(Dataset items)
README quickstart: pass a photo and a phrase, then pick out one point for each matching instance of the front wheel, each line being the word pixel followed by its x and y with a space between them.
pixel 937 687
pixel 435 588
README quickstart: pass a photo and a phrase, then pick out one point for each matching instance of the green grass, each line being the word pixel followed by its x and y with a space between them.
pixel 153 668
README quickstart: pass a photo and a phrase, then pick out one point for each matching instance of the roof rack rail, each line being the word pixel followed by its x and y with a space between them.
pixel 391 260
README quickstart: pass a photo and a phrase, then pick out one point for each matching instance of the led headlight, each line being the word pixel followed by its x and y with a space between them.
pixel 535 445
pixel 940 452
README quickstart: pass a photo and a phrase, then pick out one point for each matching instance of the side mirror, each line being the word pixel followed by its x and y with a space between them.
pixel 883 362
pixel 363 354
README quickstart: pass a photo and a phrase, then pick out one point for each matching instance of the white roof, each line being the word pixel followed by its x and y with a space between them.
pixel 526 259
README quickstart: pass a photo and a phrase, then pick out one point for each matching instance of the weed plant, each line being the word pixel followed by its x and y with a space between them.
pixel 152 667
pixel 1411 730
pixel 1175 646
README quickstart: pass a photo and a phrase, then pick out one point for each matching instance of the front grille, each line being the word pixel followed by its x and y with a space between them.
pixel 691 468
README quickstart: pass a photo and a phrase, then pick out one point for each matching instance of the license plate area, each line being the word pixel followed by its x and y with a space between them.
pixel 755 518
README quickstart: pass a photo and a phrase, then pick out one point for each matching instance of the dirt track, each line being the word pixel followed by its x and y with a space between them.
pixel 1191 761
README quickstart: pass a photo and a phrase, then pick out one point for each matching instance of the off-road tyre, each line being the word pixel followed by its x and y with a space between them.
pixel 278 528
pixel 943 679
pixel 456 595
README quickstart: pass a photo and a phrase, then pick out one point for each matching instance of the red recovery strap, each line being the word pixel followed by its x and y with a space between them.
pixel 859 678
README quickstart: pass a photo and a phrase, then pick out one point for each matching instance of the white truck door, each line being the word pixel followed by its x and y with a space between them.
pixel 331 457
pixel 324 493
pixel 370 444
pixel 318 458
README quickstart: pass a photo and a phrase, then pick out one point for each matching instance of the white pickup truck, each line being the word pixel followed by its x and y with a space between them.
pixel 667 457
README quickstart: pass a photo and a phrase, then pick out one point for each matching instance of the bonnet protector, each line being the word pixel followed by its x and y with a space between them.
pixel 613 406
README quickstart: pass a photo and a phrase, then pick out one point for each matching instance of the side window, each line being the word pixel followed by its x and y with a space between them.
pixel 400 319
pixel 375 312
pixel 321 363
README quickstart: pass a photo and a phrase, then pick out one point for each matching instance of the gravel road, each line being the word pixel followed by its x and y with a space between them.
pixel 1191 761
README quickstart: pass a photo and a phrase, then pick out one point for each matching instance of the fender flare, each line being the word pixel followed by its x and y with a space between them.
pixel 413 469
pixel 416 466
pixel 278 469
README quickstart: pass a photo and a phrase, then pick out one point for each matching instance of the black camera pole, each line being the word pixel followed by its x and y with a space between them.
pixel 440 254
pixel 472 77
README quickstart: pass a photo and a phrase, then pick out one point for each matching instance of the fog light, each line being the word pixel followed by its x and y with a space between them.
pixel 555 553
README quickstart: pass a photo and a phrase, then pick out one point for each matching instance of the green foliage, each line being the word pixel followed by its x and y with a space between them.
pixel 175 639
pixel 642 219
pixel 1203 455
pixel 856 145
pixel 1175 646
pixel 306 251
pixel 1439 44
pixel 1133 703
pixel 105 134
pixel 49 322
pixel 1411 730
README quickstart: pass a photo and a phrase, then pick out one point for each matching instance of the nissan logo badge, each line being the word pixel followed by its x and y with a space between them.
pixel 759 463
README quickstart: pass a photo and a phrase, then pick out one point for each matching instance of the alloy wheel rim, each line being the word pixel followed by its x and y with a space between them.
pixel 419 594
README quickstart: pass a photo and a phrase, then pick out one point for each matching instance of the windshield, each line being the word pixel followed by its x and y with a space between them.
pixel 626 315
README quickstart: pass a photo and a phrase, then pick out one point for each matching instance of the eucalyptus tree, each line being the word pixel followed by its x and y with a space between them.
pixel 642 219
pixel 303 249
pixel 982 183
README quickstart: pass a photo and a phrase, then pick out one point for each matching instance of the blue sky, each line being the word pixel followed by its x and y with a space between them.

• Problem requirements:
A word-for-word copy of all the entries above is required.

• Final answer:
README quickstart: pass a photo and a phrase, then pick out one point for each matching instance of the front wheel, each line being the word pixel followed by its x and y with a space between them.
pixel 937 687
pixel 435 588
README quickstart: pass a photo and a phrase, then pick out one point for each matching instance of the green grass, each line being the word pixel followed by its x and y with a space between them.
pixel 153 668
README quickstart: pass a photo and a phrase, then pick out one point for each matching instance of the roof rack rail, each line being the word pixel followed by its x and y with a space between them.
pixel 391 260
README quickstart: pass a photo and a phrase, then pick out one point for each matching instance of the led headlight, each line being the word pixel followed by its x and y with a space between them.
pixel 535 445
pixel 940 452
README quickstart: pass a photo and a phrase, then pick out one point for each matching instance of the side mirror, each line being the word pixel followed by its x and y with a space between them.
pixel 883 362
pixel 363 354
README quickstart: pass a photo and a phrase, then pick out one point for each matching instance of the white roof, each line being the word pixel followed by its x and y with a space between them.
pixel 526 259
README quickstart: pass a photo and a phrase, then pick out one point for each matching instance of the weed plant, each line being the word pixel followed by its x and y with a space between them.
pixel 152 667
pixel 1411 730
pixel 1175 646
README quickstart: pass a photo and a phrase, then pick out one point for each matching instance of the front grille, each line being the word pixel followed by its x and y with a space between them.
pixel 691 468
README quickstart: pass a photo and a phrase, then pick out one point for each matching instance of the license plate area, each line being the word pixel followed by its x and y with a space between them.
pixel 755 518
README quickstart: pass a photo and a phrase, then pick out one point for each matching instance of the dirt track, each line being the word pixel followed by its x and y with a space between them.
pixel 1191 761
README quickstart: pass a photo and a phrase, then pick out one point for each matching instance of the off-road tyre, each line being the word pixel followed by its x and y with a space between them.
pixel 278 528
pixel 943 679
pixel 456 595
README quickstart: pass a photo and a phrase, then pick out one point for each matching instance of the red recovery strap, each line being the word pixel followed by its x and y with a space between them.
pixel 859 678
README quickstart: pass a photo and a phrase, then pick out one point for each matching instance of the white truck door, each line being the word pixel followed by its x and y with a space between them.
pixel 331 457
pixel 324 493
pixel 370 444
pixel 318 458
README quickstart: pass a photo and a phrase, then pick out one point for each matching instance of the white pickup truck, each line being the word pixel followed by its x and y with a space between them.
pixel 667 457
README quickstart: pass a photo and a phrase, then pick out one point for each matching instance of the bonnet protector, each line being the word pixel followed by its x and y with a space between them.
pixel 613 406
README quickstart: pass a photo and a phrase, then pick out one point for each matching instance of the side window, each line being the word pixel followed by its x and y with a space between them.
pixel 400 319
pixel 375 312
pixel 321 363
README quickstart: pass a photo and a phrase, then pick out one point for each matching instance of the gravel road, each line being the word pixel followed by its x and y with a space between them.
pixel 1191 761
README quickstart: pass a photo and a phrase, then pick out one point for each matching instance of the fender flare, each line being the word pixel followed by its x and y with a space between them.
pixel 413 469
pixel 416 466
pixel 278 469
README quickstart: pass a photo and a phrase, then pick out one point for each matching instance of the black camera pole, each line being the word pixel followed by its x and y with a space between them.
pixel 440 254
pixel 472 77
README quickstart: pass a photo and a phrase, then pick out one point for each matching instance of the fog light, each line being the word pixel followed by its x and y with a space between them.
pixel 555 553
README quickstart: pass a photo and a phrase, then pick out one point for each matching instance of the green foliage, each line being the word pixel followed by its x and y with a space between them.
pixel 175 639
pixel 642 219
pixel 1203 455
pixel 856 145
pixel 1175 646
pixel 306 251
pixel 1439 44
pixel 1133 703
pixel 105 134
pixel 49 322
pixel 1411 730
README quickstart: pass a photo and a phrase, then pick out one point for each matching instance of the nissan logo badge, each line being the word pixel followed by its x and y with a space between them.
pixel 759 463
README quickstart: pass a photo and a phrase, then pick out one point for each matching instance of the alloy wheel rim, each line being the word pixel followed by its x and y with a space between them.
pixel 419 594
README quickstart: pass a photo and a phrase, then pick out one point for each matching instance of the windshield, each line being the word pixel followed by its x and y with a space between them.
pixel 626 315
README quickstart: pass a photo and a phrase, then pick out one point for each matching instance of the eucalyptus tree, each line being the word pixel followed by its x and y with a space between them.
pixel 642 219
pixel 303 249
pixel 982 183
README quickstart: pass a photo and a phrase, then pick out one point for each matching instance of the blue sky, each line being the word pixel followed by its x and y with a space between them.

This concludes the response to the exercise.